▸ Page excerpt:
#####

March 12th, 2021

MTM Gun Cleaning Patch Catcher — Works Great, Under $10!

MTM Case-Gard patch gun cleaning patch catcher green plastic box maintenance

Are you tired of making a mess in your gun room and picking up patches off the floor? If you clean at the range, would you like to make life much easier (no hunting for patches on dirty ground)? Then consider the MTM Gun Cleaning Patch Catcher. It is currently just $9.19 on Grafs.com and $9.89 on Amazon.

This handy see-through green container fits on the end of your rifle or shotgun barrel. It works with all patch types and bore sizes and fits virtually all barrel diameters, large and small. Simply slip the MTM Gun Cleaning Patch Catcher over your barrel to contain all the patches pushed out the muzzle. No more mess and stains on your bench/table. When cleaning tasks are done, simply remove the Patch Catcher and dump the contents into the trash. Watch the video to see how the MTM Patch Catcher works. Note how it also retains the solvent spray and/or drips.

#####

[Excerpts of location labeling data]
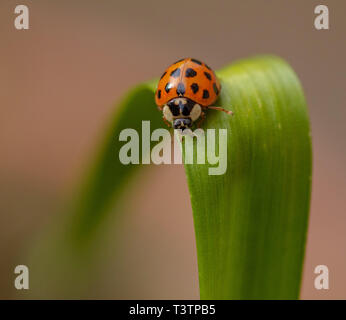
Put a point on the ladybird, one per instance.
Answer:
(185, 91)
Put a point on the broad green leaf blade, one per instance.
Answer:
(251, 222)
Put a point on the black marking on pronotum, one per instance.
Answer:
(163, 75)
(190, 73)
(174, 108)
(194, 88)
(168, 87)
(181, 89)
(196, 61)
(179, 61)
(208, 75)
(205, 94)
(175, 73)
(215, 88)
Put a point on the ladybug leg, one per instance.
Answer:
(221, 109)
(166, 121)
(202, 118)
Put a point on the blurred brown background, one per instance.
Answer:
(59, 81)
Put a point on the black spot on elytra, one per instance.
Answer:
(163, 75)
(180, 89)
(174, 109)
(168, 87)
(175, 73)
(190, 73)
(194, 87)
(215, 88)
(208, 75)
(196, 61)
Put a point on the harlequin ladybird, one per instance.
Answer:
(185, 90)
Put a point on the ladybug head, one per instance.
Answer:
(182, 123)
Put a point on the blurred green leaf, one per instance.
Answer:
(250, 223)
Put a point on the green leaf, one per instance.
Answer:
(250, 223)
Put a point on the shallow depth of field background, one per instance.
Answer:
(58, 84)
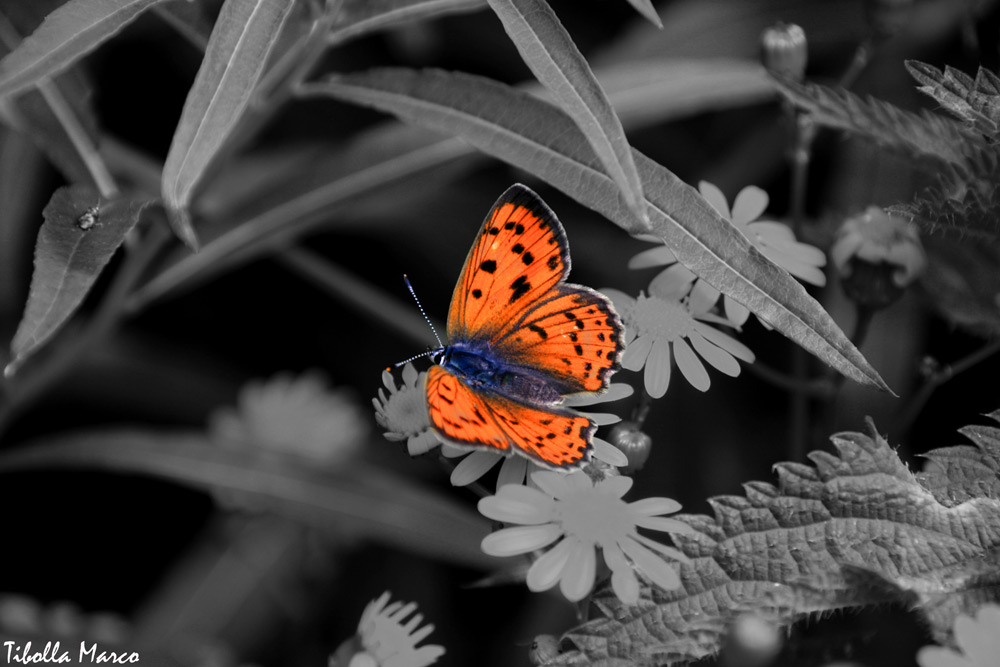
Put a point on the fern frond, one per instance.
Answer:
(854, 529)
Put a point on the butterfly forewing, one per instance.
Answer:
(467, 417)
(520, 254)
(575, 335)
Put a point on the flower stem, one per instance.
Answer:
(908, 412)
(62, 358)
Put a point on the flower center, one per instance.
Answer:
(668, 320)
(594, 517)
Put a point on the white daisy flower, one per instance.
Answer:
(775, 240)
(661, 330)
(577, 515)
(403, 413)
(387, 639)
(517, 469)
(295, 415)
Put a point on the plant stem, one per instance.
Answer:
(908, 413)
(800, 156)
(62, 358)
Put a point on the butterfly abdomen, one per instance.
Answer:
(478, 368)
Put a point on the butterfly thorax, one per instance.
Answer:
(479, 368)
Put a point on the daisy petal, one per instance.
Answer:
(727, 343)
(513, 471)
(690, 366)
(664, 524)
(652, 257)
(605, 451)
(615, 392)
(703, 297)
(636, 352)
(715, 197)
(520, 539)
(658, 570)
(625, 585)
(657, 376)
(578, 575)
(721, 360)
(515, 503)
(545, 572)
(654, 506)
(473, 466)
(553, 483)
(750, 204)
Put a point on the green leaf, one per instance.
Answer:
(360, 17)
(855, 529)
(80, 234)
(549, 51)
(646, 8)
(921, 135)
(66, 35)
(364, 500)
(237, 51)
(538, 137)
(975, 101)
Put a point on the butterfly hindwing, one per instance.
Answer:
(469, 417)
(520, 254)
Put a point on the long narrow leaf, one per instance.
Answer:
(243, 36)
(549, 51)
(66, 35)
(78, 237)
(360, 17)
(539, 138)
(304, 191)
(368, 501)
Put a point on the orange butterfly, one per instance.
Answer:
(520, 339)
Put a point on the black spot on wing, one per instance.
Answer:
(520, 286)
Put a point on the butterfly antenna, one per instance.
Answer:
(426, 319)
(413, 358)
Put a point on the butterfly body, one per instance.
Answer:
(520, 339)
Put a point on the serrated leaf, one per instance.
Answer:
(57, 114)
(237, 51)
(360, 17)
(365, 500)
(536, 136)
(78, 237)
(557, 63)
(854, 529)
(66, 35)
(962, 282)
(976, 101)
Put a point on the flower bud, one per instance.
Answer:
(877, 256)
(784, 50)
(887, 17)
(543, 649)
(629, 437)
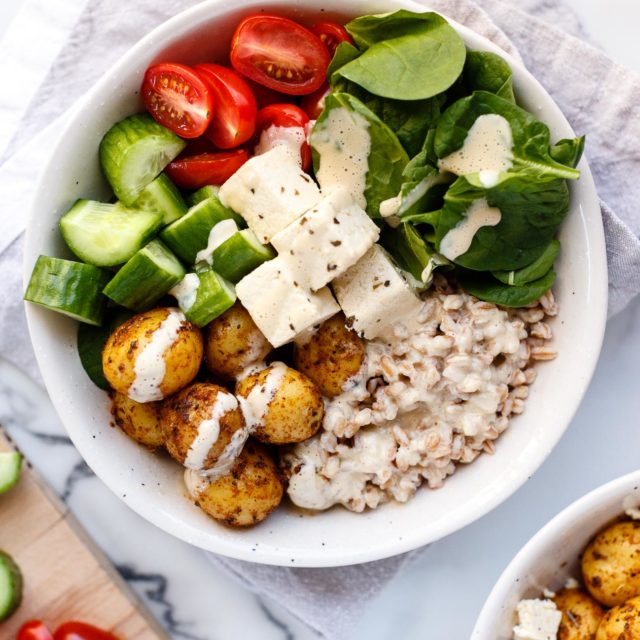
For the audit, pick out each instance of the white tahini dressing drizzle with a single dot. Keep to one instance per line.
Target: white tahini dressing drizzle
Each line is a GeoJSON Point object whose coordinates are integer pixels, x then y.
{"type": "Point", "coordinates": [458, 240]}
{"type": "Point", "coordinates": [487, 147]}
{"type": "Point", "coordinates": [219, 233]}
{"type": "Point", "coordinates": [186, 291]}
{"type": "Point", "coordinates": [209, 431]}
{"type": "Point", "coordinates": [343, 143]}
{"type": "Point", "coordinates": [150, 366]}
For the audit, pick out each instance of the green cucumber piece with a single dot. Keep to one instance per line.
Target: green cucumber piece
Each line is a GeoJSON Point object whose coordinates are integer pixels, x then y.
{"type": "Point", "coordinates": [10, 586]}
{"type": "Point", "coordinates": [204, 300]}
{"type": "Point", "coordinates": [107, 235]}
{"type": "Point", "coordinates": [202, 194]}
{"type": "Point", "coordinates": [71, 288]}
{"type": "Point", "coordinates": [239, 255]}
{"type": "Point", "coordinates": [162, 196]}
{"type": "Point", "coordinates": [190, 234]}
{"type": "Point", "coordinates": [145, 278]}
{"type": "Point", "coordinates": [10, 465]}
{"type": "Point", "coordinates": [134, 151]}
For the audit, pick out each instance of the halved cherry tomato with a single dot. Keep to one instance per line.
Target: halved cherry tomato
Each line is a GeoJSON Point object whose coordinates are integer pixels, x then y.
{"type": "Point", "coordinates": [235, 118]}
{"type": "Point", "coordinates": [193, 172]}
{"type": "Point", "coordinates": [74, 630]}
{"type": "Point", "coordinates": [177, 98]}
{"type": "Point", "coordinates": [313, 104]}
{"type": "Point", "coordinates": [34, 630]}
{"type": "Point", "coordinates": [280, 54]}
{"type": "Point", "coordinates": [331, 34]}
{"type": "Point", "coordinates": [285, 115]}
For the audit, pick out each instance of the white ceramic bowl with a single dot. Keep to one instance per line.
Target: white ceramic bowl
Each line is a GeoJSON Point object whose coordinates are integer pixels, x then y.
{"type": "Point", "coordinates": [553, 554]}
{"type": "Point", "coordinates": [153, 487]}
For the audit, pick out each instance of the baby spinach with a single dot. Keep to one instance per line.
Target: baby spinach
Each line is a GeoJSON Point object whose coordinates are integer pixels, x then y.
{"type": "Point", "coordinates": [530, 150]}
{"type": "Point", "coordinates": [406, 55]}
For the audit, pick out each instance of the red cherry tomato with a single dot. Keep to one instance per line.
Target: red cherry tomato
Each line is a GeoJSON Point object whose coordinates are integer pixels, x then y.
{"type": "Point", "coordinates": [235, 118]}
{"type": "Point", "coordinates": [177, 98]}
{"type": "Point", "coordinates": [280, 54]}
{"type": "Point", "coordinates": [313, 104]}
{"type": "Point", "coordinates": [193, 172]}
{"type": "Point", "coordinates": [285, 115]}
{"type": "Point", "coordinates": [34, 630]}
{"type": "Point", "coordinates": [331, 34]}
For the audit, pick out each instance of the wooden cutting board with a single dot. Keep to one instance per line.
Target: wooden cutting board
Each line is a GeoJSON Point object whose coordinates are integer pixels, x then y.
{"type": "Point", "coordinates": [66, 576]}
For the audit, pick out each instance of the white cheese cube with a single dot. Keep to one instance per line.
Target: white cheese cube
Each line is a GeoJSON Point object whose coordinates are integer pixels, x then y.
{"type": "Point", "coordinates": [323, 243]}
{"type": "Point", "coordinates": [375, 295]}
{"type": "Point", "coordinates": [270, 191]}
{"type": "Point", "coordinates": [279, 305]}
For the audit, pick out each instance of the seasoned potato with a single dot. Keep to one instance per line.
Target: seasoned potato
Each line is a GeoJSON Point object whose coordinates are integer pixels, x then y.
{"type": "Point", "coordinates": [281, 404]}
{"type": "Point", "coordinates": [153, 354]}
{"type": "Point", "coordinates": [233, 342]}
{"type": "Point", "coordinates": [611, 564]}
{"type": "Point", "coordinates": [198, 424]}
{"type": "Point", "coordinates": [140, 421]}
{"type": "Point", "coordinates": [621, 623]}
{"type": "Point", "coordinates": [331, 356]}
{"type": "Point", "coordinates": [248, 494]}
{"type": "Point", "coordinates": [581, 615]}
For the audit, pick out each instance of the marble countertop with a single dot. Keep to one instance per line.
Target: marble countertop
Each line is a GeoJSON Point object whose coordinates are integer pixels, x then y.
{"type": "Point", "coordinates": [440, 595]}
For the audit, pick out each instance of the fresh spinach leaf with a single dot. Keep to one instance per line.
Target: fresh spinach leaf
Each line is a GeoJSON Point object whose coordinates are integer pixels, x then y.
{"type": "Point", "coordinates": [530, 136]}
{"type": "Point", "coordinates": [406, 55]}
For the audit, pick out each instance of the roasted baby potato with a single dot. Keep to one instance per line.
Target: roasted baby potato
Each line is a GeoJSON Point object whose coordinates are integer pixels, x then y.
{"type": "Point", "coordinates": [281, 404]}
{"type": "Point", "coordinates": [248, 494]}
{"type": "Point", "coordinates": [611, 564]}
{"type": "Point", "coordinates": [140, 421]}
{"type": "Point", "coordinates": [331, 356]}
{"type": "Point", "coordinates": [581, 615]}
{"type": "Point", "coordinates": [198, 424]}
{"type": "Point", "coordinates": [621, 623]}
{"type": "Point", "coordinates": [233, 342]}
{"type": "Point", "coordinates": [182, 355]}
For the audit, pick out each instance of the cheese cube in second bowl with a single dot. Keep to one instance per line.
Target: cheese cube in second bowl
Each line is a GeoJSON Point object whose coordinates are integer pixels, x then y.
{"type": "Point", "coordinates": [279, 305]}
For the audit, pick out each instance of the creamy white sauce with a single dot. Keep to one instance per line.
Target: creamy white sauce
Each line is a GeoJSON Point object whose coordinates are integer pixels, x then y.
{"type": "Point", "coordinates": [186, 291]}
{"type": "Point", "coordinates": [219, 233]}
{"type": "Point", "coordinates": [209, 431]}
{"type": "Point", "coordinates": [458, 240]}
{"type": "Point", "coordinates": [344, 144]}
{"type": "Point", "coordinates": [150, 366]}
{"type": "Point", "coordinates": [487, 147]}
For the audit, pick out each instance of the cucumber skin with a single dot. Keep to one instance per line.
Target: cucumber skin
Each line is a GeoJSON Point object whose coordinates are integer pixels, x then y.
{"type": "Point", "coordinates": [70, 288]}
{"type": "Point", "coordinates": [12, 571]}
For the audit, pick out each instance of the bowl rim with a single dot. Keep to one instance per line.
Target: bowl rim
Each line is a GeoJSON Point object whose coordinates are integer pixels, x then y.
{"type": "Point", "coordinates": [597, 291]}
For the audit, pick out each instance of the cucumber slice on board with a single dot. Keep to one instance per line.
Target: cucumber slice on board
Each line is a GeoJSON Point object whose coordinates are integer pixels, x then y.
{"type": "Point", "coordinates": [162, 196]}
{"type": "Point", "coordinates": [10, 586]}
{"type": "Point", "coordinates": [145, 278]}
{"type": "Point", "coordinates": [72, 288]}
{"type": "Point", "coordinates": [107, 235]}
{"type": "Point", "coordinates": [134, 151]}
{"type": "Point", "coordinates": [190, 234]}
{"type": "Point", "coordinates": [239, 255]}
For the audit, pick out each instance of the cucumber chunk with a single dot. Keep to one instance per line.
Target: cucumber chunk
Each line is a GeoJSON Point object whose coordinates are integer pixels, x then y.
{"type": "Point", "coordinates": [162, 196]}
{"type": "Point", "coordinates": [190, 234]}
{"type": "Point", "coordinates": [10, 465]}
{"type": "Point", "coordinates": [71, 288]}
{"type": "Point", "coordinates": [145, 278]}
{"type": "Point", "coordinates": [204, 295]}
{"type": "Point", "coordinates": [10, 586]}
{"type": "Point", "coordinates": [107, 235]}
{"type": "Point", "coordinates": [134, 151]}
{"type": "Point", "coordinates": [239, 255]}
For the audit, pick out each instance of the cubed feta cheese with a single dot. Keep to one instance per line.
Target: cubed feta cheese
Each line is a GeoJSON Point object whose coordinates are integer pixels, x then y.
{"type": "Point", "coordinates": [270, 191]}
{"type": "Point", "coordinates": [375, 295]}
{"type": "Point", "coordinates": [323, 243]}
{"type": "Point", "coordinates": [279, 305]}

#####

▸ Instructions for the task: Rewrite the patch catcher article between "MTM Gun Cleaning Patch Catcher —" and "and $9.89 on Amazon.", inclusive, putting "shooting range" in place of "range".

▸ Completed task:
MTM Gun Cleaning Patch Catcher — Works Great, Under $10!

MTM Case-Gard patch gun cleaning patch catcher green plastic box maintenance

Are you tired of making a mess in your gun room and picking up patches off the floor? If you clean at the shooting range, would you like to make life much easier (no hunting for patches on dirty ground)? Then consider the MTM Gun Cleaning Patch Catcher. It is currently just $9.19 on Grafs.com and $9.89 on Amazon.